++++ RECORDS FOR THE EXERCISE ++++

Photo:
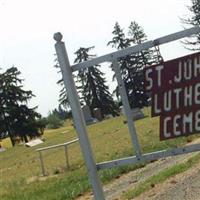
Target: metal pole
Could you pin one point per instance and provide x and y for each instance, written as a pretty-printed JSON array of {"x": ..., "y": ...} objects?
[
  {"x": 42, "y": 163},
  {"x": 127, "y": 109},
  {"x": 66, "y": 156},
  {"x": 78, "y": 117}
]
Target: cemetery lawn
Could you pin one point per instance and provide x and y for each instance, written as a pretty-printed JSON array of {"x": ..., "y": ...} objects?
[{"x": 20, "y": 173}]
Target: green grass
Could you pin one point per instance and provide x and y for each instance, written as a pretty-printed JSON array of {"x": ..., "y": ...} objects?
[
  {"x": 161, "y": 177},
  {"x": 20, "y": 168}
]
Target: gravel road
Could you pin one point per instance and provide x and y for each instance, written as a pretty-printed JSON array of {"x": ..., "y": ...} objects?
[{"x": 185, "y": 186}]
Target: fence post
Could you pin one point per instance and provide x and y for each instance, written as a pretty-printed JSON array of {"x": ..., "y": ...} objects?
[
  {"x": 78, "y": 116},
  {"x": 127, "y": 109},
  {"x": 42, "y": 163}
]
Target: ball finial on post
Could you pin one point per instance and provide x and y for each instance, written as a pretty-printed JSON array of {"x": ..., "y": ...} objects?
[{"x": 58, "y": 37}]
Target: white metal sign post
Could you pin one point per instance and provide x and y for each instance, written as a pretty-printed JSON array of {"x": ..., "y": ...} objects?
[{"x": 78, "y": 115}]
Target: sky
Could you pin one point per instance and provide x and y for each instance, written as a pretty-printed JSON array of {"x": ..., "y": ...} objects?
[{"x": 27, "y": 28}]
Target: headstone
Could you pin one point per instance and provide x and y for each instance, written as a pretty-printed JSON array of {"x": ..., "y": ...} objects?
[
  {"x": 97, "y": 114},
  {"x": 2, "y": 149},
  {"x": 33, "y": 143},
  {"x": 137, "y": 114}
]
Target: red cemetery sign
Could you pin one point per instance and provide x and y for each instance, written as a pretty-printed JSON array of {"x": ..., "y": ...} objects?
[{"x": 175, "y": 91}]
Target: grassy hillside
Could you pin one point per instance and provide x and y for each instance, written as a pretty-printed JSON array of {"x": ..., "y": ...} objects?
[{"x": 20, "y": 173}]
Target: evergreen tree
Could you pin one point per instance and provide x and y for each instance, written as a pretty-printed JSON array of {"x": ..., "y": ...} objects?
[
  {"x": 16, "y": 118},
  {"x": 132, "y": 66},
  {"x": 92, "y": 88},
  {"x": 194, "y": 20}
]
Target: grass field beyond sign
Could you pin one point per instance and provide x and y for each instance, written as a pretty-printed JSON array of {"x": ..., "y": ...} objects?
[{"x": 20, "y": 173}]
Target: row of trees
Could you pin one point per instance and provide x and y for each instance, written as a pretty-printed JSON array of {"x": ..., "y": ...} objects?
[
  {"x": 91, "y": 83},
  {"x": 92, "y": 88},
  {"x": 17, "y": 120}
]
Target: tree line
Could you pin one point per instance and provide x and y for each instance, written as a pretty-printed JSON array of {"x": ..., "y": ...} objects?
[{"x": 92, "y": 88}]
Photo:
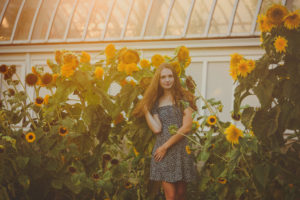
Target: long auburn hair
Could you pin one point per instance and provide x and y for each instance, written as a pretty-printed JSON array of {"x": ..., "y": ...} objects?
[{"x": 155, "y": 91}]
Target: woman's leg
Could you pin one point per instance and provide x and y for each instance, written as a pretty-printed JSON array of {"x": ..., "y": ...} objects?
[
  {"x": 180, "y": 190},
  {"x": 170, "y": 190}
]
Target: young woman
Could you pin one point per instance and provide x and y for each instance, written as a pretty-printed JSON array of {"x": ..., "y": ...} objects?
[{"x": 171, "y": 105}]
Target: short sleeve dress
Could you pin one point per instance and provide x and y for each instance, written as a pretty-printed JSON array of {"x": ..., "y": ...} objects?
[{"x": 177, "y": 164}]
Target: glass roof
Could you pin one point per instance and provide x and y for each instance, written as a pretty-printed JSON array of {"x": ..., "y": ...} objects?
[{"x": 41, "y": 21}]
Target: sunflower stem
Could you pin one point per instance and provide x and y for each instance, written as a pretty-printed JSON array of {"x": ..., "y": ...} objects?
[{"x": 24, "y": 88}]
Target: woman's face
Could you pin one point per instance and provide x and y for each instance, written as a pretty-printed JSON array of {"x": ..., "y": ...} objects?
[{"x": 166, "y": 78}]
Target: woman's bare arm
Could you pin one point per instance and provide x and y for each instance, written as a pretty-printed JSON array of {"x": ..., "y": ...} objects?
[{"x": 153, "y": 121}]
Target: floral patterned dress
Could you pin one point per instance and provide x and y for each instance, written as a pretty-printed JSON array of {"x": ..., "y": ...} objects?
[{"x": 177, "y": 164}]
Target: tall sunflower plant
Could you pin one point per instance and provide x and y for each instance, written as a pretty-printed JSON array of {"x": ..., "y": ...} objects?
[
  {"x": 79, "y": 141},
  {"x": 274, "y": 81}
]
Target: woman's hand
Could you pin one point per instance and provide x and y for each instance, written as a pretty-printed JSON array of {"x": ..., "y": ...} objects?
[
  {"x": 145, "y": 110},
  {"x": 160, "y": 153}
]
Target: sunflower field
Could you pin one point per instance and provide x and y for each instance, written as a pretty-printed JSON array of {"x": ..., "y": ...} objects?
[{"x": 81, "y": 141}]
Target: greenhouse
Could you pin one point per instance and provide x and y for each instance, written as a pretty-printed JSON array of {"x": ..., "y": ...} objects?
[{"x": 73, "y": 72}]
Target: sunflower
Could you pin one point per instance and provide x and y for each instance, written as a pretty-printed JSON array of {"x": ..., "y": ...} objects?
[
  {"x": 130, "y": 56},
  {"x": 196, "y": 124},
  {"x": 233, "y": 134},
  {"x": 46, "y": 78},
  {"x": 63, "y": 131},
  {"x": 211, "y": 120},
  {"x": 72, "y": 170},
  {"x": 39, "y": 101},
  {"x": 58, "y": 56},
  {"x": 128, "y": 185},
  {"x": 145, "y": 82},
  {"x": 54, "y": 77},
  {"x": 2, "y": 148},
  {"x": 46, "y": 99},
  {"x": 12, "y": 69},
  {"x": 187, "y": 149},
  {"x": 106, "y": 157},
  {"x": 212, "y": 146},
  {"x": 187, "y": 63},
  {"x": 96, "y": 176},
  {"x": 145, "y": 63},
  {"x": 222, "y": 180},
  {"x": 136, "y": 153},
  {"x": 119, "y": 119},
  {"x": 235, "y": 59},
  {"x": 280, "y": 44},
  {"x": 3, "y": 69},
  {"x": 157, "y": 59},
  {"x": 131, "y": 82},
  {"x": 121, "y": 67},
  {"x": 233, "y": 73},
  {"x": 67, "y": 70},
  {"x": 30, "y": 137},
  {"x": 243, "y": 68},
  {"x": 114, "y": 161},
  {"x": 110, "y": 51},
  {"x": 236, "y": 116},
  {"x": 276, "y": 14},
  {"x": 71, "y": 60},
  {"x": 129, "y": 68},
  {"x": 99, "y": 72},
  {"x": 85, "y": 57},
  {"x": 177, "y": 68},
  {"x": 190, "y": 83},
  {"x": 292, "y": 20},
  {"x": 123, "y": 82},
  {"x": 251, "y": 65},
  {"x": 264, "y": 23},
  {"x": 183, "y": 54}
]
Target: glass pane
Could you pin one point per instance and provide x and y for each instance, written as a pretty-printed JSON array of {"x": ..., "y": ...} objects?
[
  {"x": 157, "y": 17},
  {"x": 98, "y": 17},
  {"x": 9, "y": 18},
  {"x": 221, "y": 17},
  {"x": 2, "y": 2},
  {"x": 199, "y": 17},
  {"x": 293, "y": 4},
  {"x": 117, "y": 19},
  {"x": 25, "y": 19},
  {"x": 177, "y": 17},
  {"x": 244, "y": 16},
  {"x": 79, "y": 19},
  {"x": 61, "y": 18},
  {"x": 136, "y": 18},
  {"x": 264, "y": 7},
  {"x": 220, "y": 86},
  {"x": 43, "y": 19},
  {"x": 195, "y": 71}
]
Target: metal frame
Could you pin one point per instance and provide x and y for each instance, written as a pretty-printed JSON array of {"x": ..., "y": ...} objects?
[
  {"x": 258, "y": 7},
  {"x": 51, "y": 20},
  {"x": 211, "y": 12},
  {"x": 126, "y": 22},
  {"x": 146, "y": 19},
  {"x": 107, "y": 19},
  {"x": 16, "y": 21},
  {"x": 232, "y": 17},
  {"x": 34, "y": 20},
  {"x": 88, "y": 20},
  {"x": 70, "y": 20},
  {"x": 163, "y": 32},
  {"x": 126, "y": 19},
  {"x": 188, "y": 18}
]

++++

Among the records above, a stretch begins at the line containing "Target: woman's hand" and ends at the line containing "Target: glass pane". Restate that stretch word for word, and nothing else.

Target: woman's hand
Could you pin one point per instance and provide x and y for each instance, written as a pretty-printed JSON array of {"x": ..., "y": ...} objects?
[
  {"x": 145, "y": 110},
  {"x": 160, "y": 153}
]
Target: sunflower field
Could you pin one point per instance and provide x and y for each instance, written as a pretty-printed JSON array of {"x": ..., "y": ...} objects?
[{"x": 81, "y": 141}]
Target: greenhouse
Could you pin one point per instance and provide x and y for each instance, written as a pretty-printed JSON array of {"x": ..., "y": ...} objects?
[{"x": 73, "y": 72}]
Target: sunflower
Could you pin one point per instance and provide x and y for each instance, written as a pretty-printed JSON array of {"x": ..., "y": ...} objects?
[
  {"x": 130, "y": 56},
  {"x": 196, "y": 124},
  {"x": 233, "y": 134},
  {"x": 46, "y": 78},
  {"x": 63, "y": 131},
  {"x": 211, "y": 120},
  {"x": 72, "y": 170},
  {"x": 39, "y": 101},
  {"x": 58, "y": 56},
  {"x": 128, "y": 185},
  {"x": 145, "y": 82},
  {"x": 54, "y": 77},
  {"x": 2, "y": 148},
  {"x": 46, "y": 99},
  {"x": 12, "y": 69},
  {"x": 187, "y": 149},
  {"x": 106, "y": 157},
  {"x": 212, "y": 146},
  {"x": 187, "y": 63},
  {"x": 96, "y": 176},
  {"x": 145, "y": 63},
  {"x": 222, "y": 180},
  {"x": 136, "y": 153},
  {"x": 119, "y": 119},
  {"x": 235, "y": 59},
  {"x": 280, "y": 44},
  {"x": 3, "y": 69},
  {"x": 157, "y": 59},
  {"x": 131, "y": 82},
  {"x": 121, "y": 67},
  {"x": 233, "y": 73},
  {"x": 67, "y": 70},
  {"x": 30, "y": 137},
  {"x": 243, "y": 68},
  {"x": 114, "y": 161},
  {"x": 110, "y": 51},
  {"x": 236, "y": 116},
  {"x": 276, "y": 14},
  {"x": 71, "y": 60},
  {"x": 129, "y": 68},
  {"x": 99, "y": 72},
  {"x": 85, "y": 57},
  {"x": 177, "y": 68},
  {"x": 190, "y": 83},
  {"x": 292, "y": 20},
  {"x": 123, "y": 82},
  {"x": 251, "y": 65},
  {"x": 264, "y": 23},
  {"x": 183, "y": 54}
]
Target: glass pane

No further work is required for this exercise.